■ **Exercise materials**:
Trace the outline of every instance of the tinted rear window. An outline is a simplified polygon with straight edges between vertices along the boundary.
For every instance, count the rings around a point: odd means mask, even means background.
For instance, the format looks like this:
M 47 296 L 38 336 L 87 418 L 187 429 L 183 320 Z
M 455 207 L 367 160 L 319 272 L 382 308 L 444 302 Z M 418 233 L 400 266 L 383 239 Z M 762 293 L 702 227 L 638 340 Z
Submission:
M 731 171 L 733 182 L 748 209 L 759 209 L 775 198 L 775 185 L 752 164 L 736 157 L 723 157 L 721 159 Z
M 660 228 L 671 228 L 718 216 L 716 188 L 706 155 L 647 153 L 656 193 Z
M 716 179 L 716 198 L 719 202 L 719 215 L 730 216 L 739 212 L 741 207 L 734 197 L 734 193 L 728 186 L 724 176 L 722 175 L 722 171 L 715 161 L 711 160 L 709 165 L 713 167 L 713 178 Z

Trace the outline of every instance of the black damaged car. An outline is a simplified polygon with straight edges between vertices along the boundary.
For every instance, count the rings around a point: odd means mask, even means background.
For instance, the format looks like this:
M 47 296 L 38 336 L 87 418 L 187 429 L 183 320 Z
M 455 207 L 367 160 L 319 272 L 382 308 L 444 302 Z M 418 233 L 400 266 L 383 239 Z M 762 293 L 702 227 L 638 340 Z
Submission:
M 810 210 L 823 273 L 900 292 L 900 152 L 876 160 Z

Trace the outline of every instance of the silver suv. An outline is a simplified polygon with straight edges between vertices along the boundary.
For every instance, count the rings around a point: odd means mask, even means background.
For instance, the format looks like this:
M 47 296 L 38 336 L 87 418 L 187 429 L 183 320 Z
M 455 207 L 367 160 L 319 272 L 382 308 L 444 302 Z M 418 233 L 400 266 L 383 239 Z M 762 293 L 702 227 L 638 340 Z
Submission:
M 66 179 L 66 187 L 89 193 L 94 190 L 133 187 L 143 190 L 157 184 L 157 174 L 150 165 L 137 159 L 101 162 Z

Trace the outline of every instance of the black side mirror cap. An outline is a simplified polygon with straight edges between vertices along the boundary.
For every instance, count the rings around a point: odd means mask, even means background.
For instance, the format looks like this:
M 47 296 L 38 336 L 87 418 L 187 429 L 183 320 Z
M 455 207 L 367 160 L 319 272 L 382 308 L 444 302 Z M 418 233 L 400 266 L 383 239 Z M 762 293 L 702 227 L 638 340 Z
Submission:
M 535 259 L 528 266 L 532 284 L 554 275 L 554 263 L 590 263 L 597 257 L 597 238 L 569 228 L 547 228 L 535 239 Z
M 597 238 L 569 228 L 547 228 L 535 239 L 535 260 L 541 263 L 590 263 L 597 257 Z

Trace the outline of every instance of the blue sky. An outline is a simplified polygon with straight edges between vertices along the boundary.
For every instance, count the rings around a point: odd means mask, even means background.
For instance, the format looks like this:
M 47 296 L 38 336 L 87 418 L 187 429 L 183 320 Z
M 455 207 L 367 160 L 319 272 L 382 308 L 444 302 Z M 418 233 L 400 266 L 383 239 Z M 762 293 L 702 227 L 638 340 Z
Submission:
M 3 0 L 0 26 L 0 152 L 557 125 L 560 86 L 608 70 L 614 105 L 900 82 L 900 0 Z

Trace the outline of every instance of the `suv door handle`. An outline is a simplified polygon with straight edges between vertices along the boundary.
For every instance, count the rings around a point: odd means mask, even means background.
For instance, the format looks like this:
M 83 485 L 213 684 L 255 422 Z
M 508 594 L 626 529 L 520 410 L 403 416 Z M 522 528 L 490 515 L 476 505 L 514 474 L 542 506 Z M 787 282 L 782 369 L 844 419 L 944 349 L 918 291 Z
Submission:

■ **Do this**:
Could you copy out all of the lines above word for word, from the first through the last?

■ **The answer**:
Trace the outline of every instance of the tinted rear window. An outline is a simplified polygon with straight edges between vertices along the boundary.
For every instance, count the rings around a point: odd means mask, even means background.
For instance, the format looks like this:
M 47 296 L 38 336 L 87 418 L 187 429 L 183 320 Z
M 455 207 L 367 160 L 319 272 L 382 308 L 444 302 Z M 418 233 L 400 266 L 383 239 Z M 762 293 L 702 227 L 638 340 Z
Submission:
M 731 171 L 733 182 L 748 209 L 759 209 L 775 198 L 775 185 L 752 164 L 736 157 L 723 157 L 721 159 Z
M 660 228 L 671 228 L 718 216 L 716 188 L 706 155 L 647 153 L 656 193 Z
M 716 179 L 716 198 L 719 202 L 719 215 L 730 216 L 739 212 L 741 207 L 734 197 L 734 193 L 728 186 L 724 176 L 722 175 L 722 171 L 715 161 L 711 160 L 709 165 L 713 167 L 713 178 Z

Trace the outline of every instance of the black damaged car. An outline is a simplified polygon with straight edges between vertices along the boundary.
For every instance, count the rings around a point: odd means mask, even means background.
For instance, the format looks like this:
M 47 296 L 38 336 L 87 418 L 187 429 L 183 320 Z
M 455 207 L 367 160 L 319 272 L 382 308 L 444 302 Z M 418 233 L 400 266 L 383 239 Z M 762 293 L 702 227 L 638 340 Z
Submission:
M 810 210 L 823 273 L 900 292 L 900 152 L 876 160 Z

Trace the outline of every instance of the silver suv. An outline is a simplified polygon with straight edges between vertices along the boundary.
For every instance, count the rings around a point: odd means mask, even means background.
For instance, the format looks like this:
M 47 296 L 38 336 L 87 418 L 187 429 L 183 320 Z
M 455 207 L 367 160 L 319 272 L 382 308 L 444 302 Z M 418 233 L 400 266 L 383 239 Z M 762 293 L 702 227 L 638 340 Z
Submission:
M 66 179 L 66 187 L 89 193 L 94 190 L 133 187 L 143 190 L 157 184 L 157 174 L 150 165 L 137 159 L 101 162 Z

Trace the outline of every instance of the black side mirror cap. An outline is a simplified polygon with straight edges between vertices along the boundary.
For every instance, count the rings around a point: odd means mask, even means background.
For instance, the format looks like this:
M 47 296 L 38 336 L 87 418 L 187 429 L 183 320 Z
M 455 207 L 367 160 L 319 272 L 382 308 L 444 302 Z M 418 233 L 400 266 L 383 239 Z M 762 293 L 702 227 L 638 340 Z
Submission:
M 535 259 L 528 266 L 532 284 L 554 275 L 554 263 L 590 263 L 597 257 L 597 238 L 569 228 L 547 228 L 535 239 Z
M 597 238 L 569 228 L 547 228 L 535 239 L 535 260 L 541 263 L 590 263 L 597 257 Z

Trace the outline of every instance of the blue sky. An outline is a simplified polygon with straight edges between vertices along the boundary.
For every instance, count the rings around a point: odd means mask, even means background.
For instance, the format looks like this:
M 47 296 L 38 336 L 87 418 L 187 429 L 183 320 Z
M 455 207 L 367 160 L 319 272 L 382 308 L 444 302 Z M 418 233 L 400 266 L 383 239 Z M 762 293 L 702 227 L 638 340 Z
Submission:
M 3 0 L 0 26 L 0 152 L 557 125 L 560 86 L 608 70 L 614 105 L 900 82 L 900 0 Z

Trace the outline of every instance of the `suv door handle`. An outline is a simplified polygon with straight edges between vertices along the boundary.
For every instance, count the rings around a point: odd means mask, even means background.
For instance, the format looks like this:
M 83 485 L 213 684 L 255 422 Z
M 508 594 L 626 529 L 520 410 L 403 416 Z M 522 528 L 490 515 L 476 505 L 514 474 L 542 506 Z M 787 282 L 782 369 L 844 419 L 944 349 L 918 291 Z
Submission:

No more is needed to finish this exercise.